─── Recorded information

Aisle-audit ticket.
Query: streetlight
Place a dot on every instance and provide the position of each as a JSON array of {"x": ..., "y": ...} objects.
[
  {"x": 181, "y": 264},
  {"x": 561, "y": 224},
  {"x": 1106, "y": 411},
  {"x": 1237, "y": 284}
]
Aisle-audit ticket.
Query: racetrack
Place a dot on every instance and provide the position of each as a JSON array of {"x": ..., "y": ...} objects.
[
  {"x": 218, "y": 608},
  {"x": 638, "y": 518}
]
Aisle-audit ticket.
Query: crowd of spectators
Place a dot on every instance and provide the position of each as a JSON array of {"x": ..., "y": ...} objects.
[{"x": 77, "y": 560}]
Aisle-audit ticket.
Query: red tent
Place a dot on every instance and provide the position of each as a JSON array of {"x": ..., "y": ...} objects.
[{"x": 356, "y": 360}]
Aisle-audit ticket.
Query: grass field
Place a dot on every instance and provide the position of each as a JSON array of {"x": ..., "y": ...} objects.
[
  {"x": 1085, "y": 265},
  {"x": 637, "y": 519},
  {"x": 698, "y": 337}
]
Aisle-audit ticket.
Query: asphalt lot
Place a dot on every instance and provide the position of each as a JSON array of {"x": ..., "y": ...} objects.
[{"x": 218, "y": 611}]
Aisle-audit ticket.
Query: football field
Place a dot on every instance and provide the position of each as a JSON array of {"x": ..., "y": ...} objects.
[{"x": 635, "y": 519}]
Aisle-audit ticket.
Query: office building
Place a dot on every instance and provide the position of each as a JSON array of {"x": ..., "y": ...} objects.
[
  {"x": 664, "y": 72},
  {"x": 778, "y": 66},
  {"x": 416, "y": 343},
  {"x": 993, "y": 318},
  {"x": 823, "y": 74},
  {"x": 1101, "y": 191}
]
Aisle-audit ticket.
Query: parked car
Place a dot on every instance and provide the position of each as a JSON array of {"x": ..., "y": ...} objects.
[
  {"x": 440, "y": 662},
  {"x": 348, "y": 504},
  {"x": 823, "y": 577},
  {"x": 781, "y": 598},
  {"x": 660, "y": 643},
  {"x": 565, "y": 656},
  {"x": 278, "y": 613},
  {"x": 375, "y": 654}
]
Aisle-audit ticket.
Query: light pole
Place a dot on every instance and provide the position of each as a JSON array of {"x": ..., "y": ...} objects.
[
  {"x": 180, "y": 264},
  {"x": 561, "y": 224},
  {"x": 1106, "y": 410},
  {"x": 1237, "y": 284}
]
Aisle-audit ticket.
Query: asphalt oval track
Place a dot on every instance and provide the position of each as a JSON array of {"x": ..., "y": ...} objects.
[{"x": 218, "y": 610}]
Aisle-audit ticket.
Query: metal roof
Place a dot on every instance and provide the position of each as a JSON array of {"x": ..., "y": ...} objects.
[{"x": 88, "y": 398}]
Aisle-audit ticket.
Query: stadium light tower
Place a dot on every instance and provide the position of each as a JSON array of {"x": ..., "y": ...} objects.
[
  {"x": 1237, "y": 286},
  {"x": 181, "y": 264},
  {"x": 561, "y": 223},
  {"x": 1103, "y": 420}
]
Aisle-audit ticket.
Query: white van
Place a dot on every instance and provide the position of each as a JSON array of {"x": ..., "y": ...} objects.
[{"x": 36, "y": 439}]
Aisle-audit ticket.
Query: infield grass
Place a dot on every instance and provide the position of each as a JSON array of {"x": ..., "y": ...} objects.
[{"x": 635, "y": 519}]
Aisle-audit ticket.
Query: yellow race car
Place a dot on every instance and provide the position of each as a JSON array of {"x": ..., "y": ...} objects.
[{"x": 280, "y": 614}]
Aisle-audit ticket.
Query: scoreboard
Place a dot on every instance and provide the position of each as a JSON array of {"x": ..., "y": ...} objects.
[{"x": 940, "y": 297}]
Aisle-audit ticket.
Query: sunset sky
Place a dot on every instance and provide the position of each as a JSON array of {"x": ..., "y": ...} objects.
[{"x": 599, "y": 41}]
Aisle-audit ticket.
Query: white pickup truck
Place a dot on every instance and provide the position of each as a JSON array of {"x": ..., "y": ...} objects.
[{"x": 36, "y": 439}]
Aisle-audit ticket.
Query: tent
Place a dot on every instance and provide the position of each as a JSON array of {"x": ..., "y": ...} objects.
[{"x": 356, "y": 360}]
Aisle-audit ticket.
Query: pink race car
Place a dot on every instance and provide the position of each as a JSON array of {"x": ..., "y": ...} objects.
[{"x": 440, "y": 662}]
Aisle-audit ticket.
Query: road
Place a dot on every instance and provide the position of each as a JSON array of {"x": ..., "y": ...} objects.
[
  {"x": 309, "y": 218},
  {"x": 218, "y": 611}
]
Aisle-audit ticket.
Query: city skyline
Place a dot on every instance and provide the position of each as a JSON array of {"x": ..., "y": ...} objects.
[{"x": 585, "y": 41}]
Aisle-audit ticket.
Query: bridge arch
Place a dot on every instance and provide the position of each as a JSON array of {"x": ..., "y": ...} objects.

──────

** What the task asks **
Extract every line of the items above that contains the string "asphalt", and treat case as significant when matching.

** Result of this exercise **
Query: asphalt lot
Query: asphalt oval track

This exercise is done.